## Work instructions
Reproduce the listing below word for word, leaving out the pictures.

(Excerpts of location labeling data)
☆ ☆ ☆ ☆

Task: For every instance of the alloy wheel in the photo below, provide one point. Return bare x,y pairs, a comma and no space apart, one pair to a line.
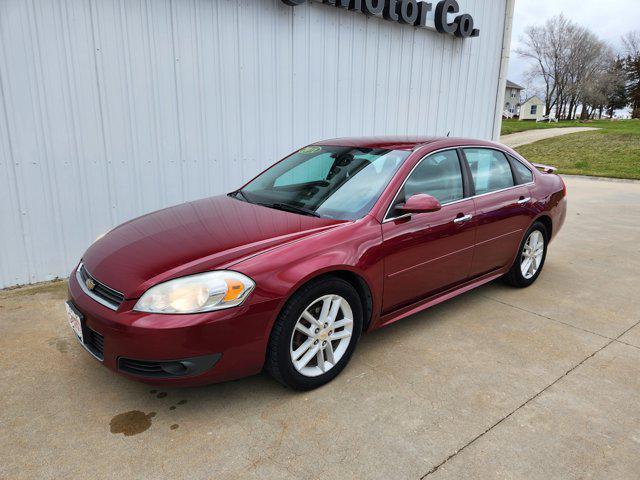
321,335
532,253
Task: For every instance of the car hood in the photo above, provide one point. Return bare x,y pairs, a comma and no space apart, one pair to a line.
193,237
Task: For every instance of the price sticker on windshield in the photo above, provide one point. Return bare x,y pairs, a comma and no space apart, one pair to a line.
310,150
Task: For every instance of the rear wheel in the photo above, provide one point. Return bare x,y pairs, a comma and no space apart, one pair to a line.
315,334
530,259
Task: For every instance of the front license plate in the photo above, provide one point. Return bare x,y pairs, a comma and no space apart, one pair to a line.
74,320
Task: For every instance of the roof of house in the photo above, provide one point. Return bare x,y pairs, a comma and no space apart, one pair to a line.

☆ ☆ ☆ ☆

## Solved exercise
Task: For every instance of the alloy wheel in the photo below, provide one point. Return bare x,y pairs, a comma and no space apart, one pair to a line.
321,335
532,253
Task: For every instance of the car hood in the photo above, provide one point. Return bare x,y pairs, a comma and no space apart, one pair to a line.
193,237
Task: For every instance of the price sticker on windshield in the photo above, provide one point. Return bare x,y pairs, a comma and no space apart, one pair to a line.
310,150
Task: For every instance of the rear wheel in the photo above, provide one point. Return bare x,y pairs, a comma and no space apart, one pair to a line.
315,334
530,259
Task: For every instance of the front license plate in the photo above, provide one point. Return bare x,y pairs, a comma and no space apart, one pair to a line.
74,320
Task: For every instance of the roof of house in the photo above, provide one point. Return bare x,y pairs, a comma and no space apart, one pair to a line.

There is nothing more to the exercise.